[Stated exercise] Could you copy out the items below, substituting "write down the coordinates" for every "record the position" and keeping everything else the same? Omit the pictures from your copy.

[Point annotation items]
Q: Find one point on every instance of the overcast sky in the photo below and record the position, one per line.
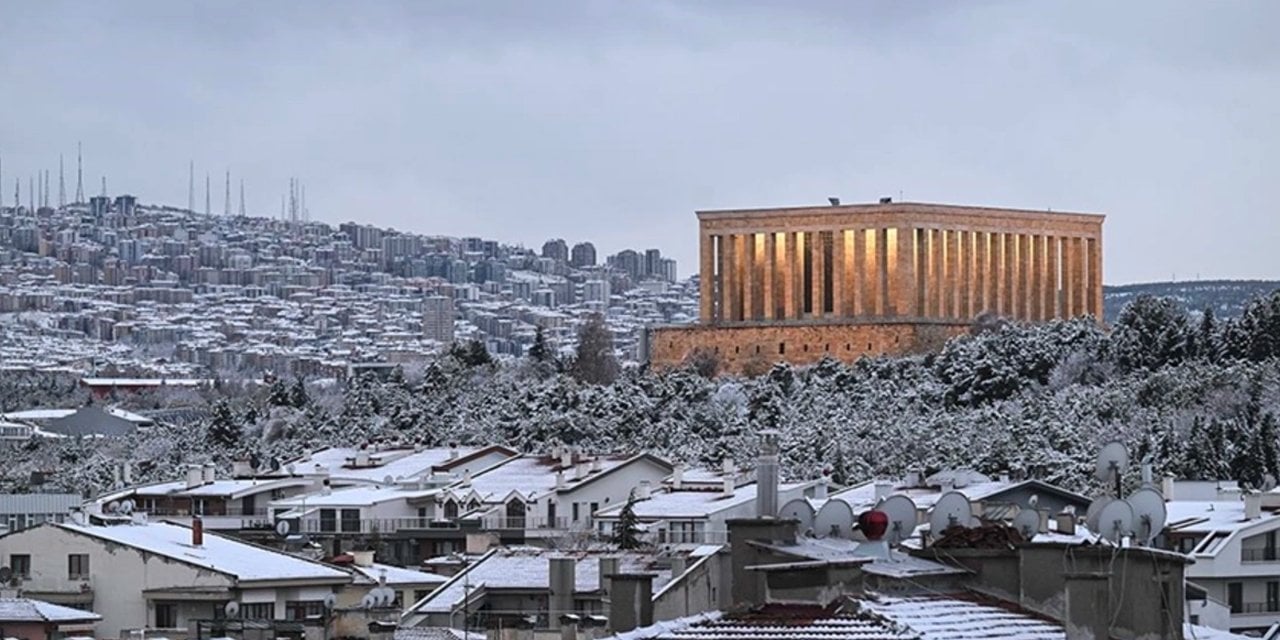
(613, 122)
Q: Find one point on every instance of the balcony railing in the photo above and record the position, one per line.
(1260, 607)
(1260, 554)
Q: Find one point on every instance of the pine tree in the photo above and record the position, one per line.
(223, 429)
(539, 351)
(626, 533)
(595, 362)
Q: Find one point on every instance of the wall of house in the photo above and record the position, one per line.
(118, 574)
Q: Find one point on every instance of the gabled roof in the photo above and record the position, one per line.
(24, 609)
(242, 561)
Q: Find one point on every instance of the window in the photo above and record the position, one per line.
(328, 520)
(304, 609)
(351, 521)
(167, 615)
(77, 566)
(257, 611)
(21, 565)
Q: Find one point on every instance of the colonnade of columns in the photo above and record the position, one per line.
(928, 273)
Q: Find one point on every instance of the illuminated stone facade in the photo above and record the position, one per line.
(794, 284)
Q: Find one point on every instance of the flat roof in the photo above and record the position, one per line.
(900, 208)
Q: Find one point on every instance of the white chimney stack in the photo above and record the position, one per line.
(767, 475)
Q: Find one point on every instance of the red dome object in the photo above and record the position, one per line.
(873, 524)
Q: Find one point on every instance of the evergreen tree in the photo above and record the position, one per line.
(539, 351)
(595, 362)
(298, 397)
(223, 429)
(626, 533)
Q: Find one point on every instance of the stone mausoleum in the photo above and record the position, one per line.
(848, 280)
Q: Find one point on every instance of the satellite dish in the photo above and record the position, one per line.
(1027, 522)
(901, 517)
(1112, 462)
(1091, 515)
(951, 510)
(799, 510)
(1148, 513)
(1115, 520)
(833, 520)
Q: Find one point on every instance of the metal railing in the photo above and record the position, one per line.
(1264, 554)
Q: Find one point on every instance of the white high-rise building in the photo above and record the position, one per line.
(438, 319)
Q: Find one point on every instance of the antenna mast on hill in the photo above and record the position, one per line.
(80, 174)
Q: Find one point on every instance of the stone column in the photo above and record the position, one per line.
(904, 291)
(839, 273)
(746, 273)
(860, 272)
(1095, 256)
(936, 274)
(965, 256)
(817, 274)
(982, 273)
(705, 277)
(951, 284)
(769, 274)
(1055, 274)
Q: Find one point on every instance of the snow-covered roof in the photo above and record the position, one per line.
(525, 567)
(398, 575)
(690, 504)
(353, 497)
(245, 562)
(533, 476)
(24, 609)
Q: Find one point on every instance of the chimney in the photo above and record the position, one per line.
(364, 558)
(1066, 522)
(767, 475)
(1252, 506)
(563, 575)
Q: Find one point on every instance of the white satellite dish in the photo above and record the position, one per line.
(1112, 462)
(1027, 522)
(833, 520)
(799, 510)
(951, 510)
(1115, 521)
(1148, 513)
(903, 517)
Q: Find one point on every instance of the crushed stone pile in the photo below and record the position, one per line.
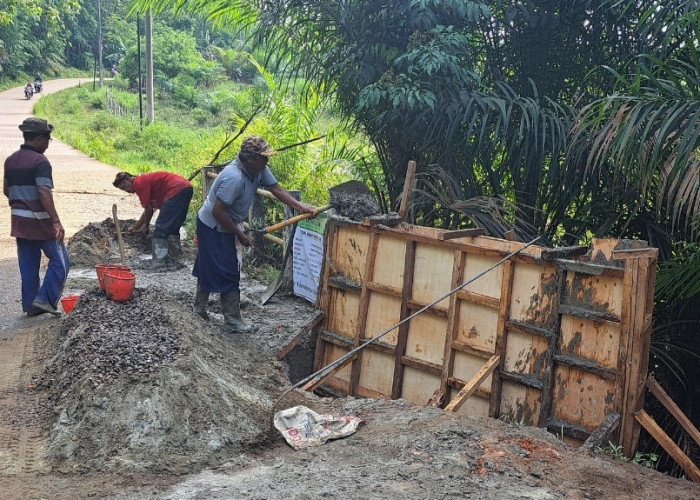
(112, 339)
(144, 387)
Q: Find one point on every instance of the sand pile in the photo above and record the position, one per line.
(143, 386)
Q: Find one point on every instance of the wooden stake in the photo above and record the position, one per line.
(667, 444)
(407, 193)
(471, 386)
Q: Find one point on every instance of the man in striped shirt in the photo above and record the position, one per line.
(28, 185)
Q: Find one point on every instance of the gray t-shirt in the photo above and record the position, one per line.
(235, 188)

[Answer to the exercise]
Q: Find one point on every instance of the overcast sky in the photo below and write down the coordinates, one per line.
(613, 122)
Q: Find one point on every instance of the balcony railing in the photo above and write down the coordinates, one per line.
(1260, 607)
(1260, 554)
Q: Find one point on every instance of the pine tree in the photo above and write down the coordinates, one per line.
(223, 429)
(539, 351)
(626, 533)
(595, 362)
Q: Find one point on every instance of the wall of house in the photo above and write down the coordinates, one per line.
(118, 574)
Q: Find one point on every instance of the gabled roof in the photo above and write down the coordinates, one per line.
(24, 609)
(242, 561)
Q: Find one point on every instance of the window in the photo above and write down the coordinates, one per line.
(328, 520)
(304, 609)
(351, 521)
(167, 615)
(77, 566)
(257, 611)
(21, 565)
Q: Find one point on every instance of the colonnade of columns in the photo above and write down the coordinates, one per line.
(928, 273)
Q: Find one point on every instance of the illuminated stone facade in the photo above and write down the coordinates, one per line.
(794, 284)
Q: Find one point on every instance of the flat roof in the photo above and write down the coordinates, one per line.
(900, 208)
Q: Find one point on every instance of the white chimney stack in the photo above and write down the coordinates, one per line.
(767, 475)
Q: Find one point on every instance of the red dome object in the photo above and write down the coordinates, one per line.
(873, 524)
Q: Find one point on every instance of the evergreen tree in the photo above and write down the coordinates, one per line.
(539, 351)
(595, 362)
(298, 397)
(223, 429)
(626, 533)
Q: Find one point on every instance of the stone mausoleum in the photo above and write down the coordinates, one per line.
(848, 280)
Q: Find one point on every instance of the satellite dish in the photo above and write down the coordinates, one per line.
(1027, 522)
(901, 517)
(1112, 462)
(1091, 515)
(951, 510)
(799, 510)
(1148, 513)
(1115, 520)
(833, 520)
Q: Find one point on every instance of the metal railing in the photo above and write down the coordinates, one per line.
(1264, 554)
Q: Find one point on every instance of the white high-rise building in the photo above and write down the coordinates, one per line.
(438, 319)
Q: Find one point on every instance of the antenna mast on hill in the photo above and write down the coordinates, one per line.
(80, 174)
Q: Find one point on every instance of the stone column in the photo above and write down the coordinates, one per line.
(904, 291)
(839, 273)
(746, 273)
(860, 272)
(1095, 256)
(936, 274)
(965, 256)
(817, 274)
(982, 273)
(705, 277)
(951, 284)
(769, 274)
(1055, 274)
Q: Find one point on every instance of the snow-covered roof in the photo above and write down the coordinates, one per line.
(525, 567)
(398, 575)
(690, 504)
(353, 497)
(245, 562)
(533, 476)
(24, 609)
Q: Find one point on every instance of the chimney in the photo above and write down the coordinates, one per line.
(364, 558)
(1066, 522)
(767, 475)
(1252, 506)
(563, 575)
Q: Find one point on every instance of the white satellite dish in the photo above and write down the coordinates, one per line.
(1112, 462)
(1027, 522)
(833, 520)
(799, 510)
(951, 510)
(1115, 521)
(1148, 513)
(903, 517)
Q: Find one point on every instance of the crushed stone pile in the photo below and write down the coordinates, one per line.
(112, 339)
(144, 387)
Q: Find one point on every instance of the sand pile in the photo above and write down the coordinates, one per line.
(143, 386)
Q: Find one point on every instance of the wooden stake in the photo above and write down the coordinates, one per line.
(667, 444)
(407, 193)
(471, 386)
Q: Find one point on every instance of the man in striped shirt in the photo above and write down the coordinates, one per line.
(28, 185)
Q: Find one point on every instance of the gray t-shirt in the photo above and write down the coordinates, one per line.
(235, 188)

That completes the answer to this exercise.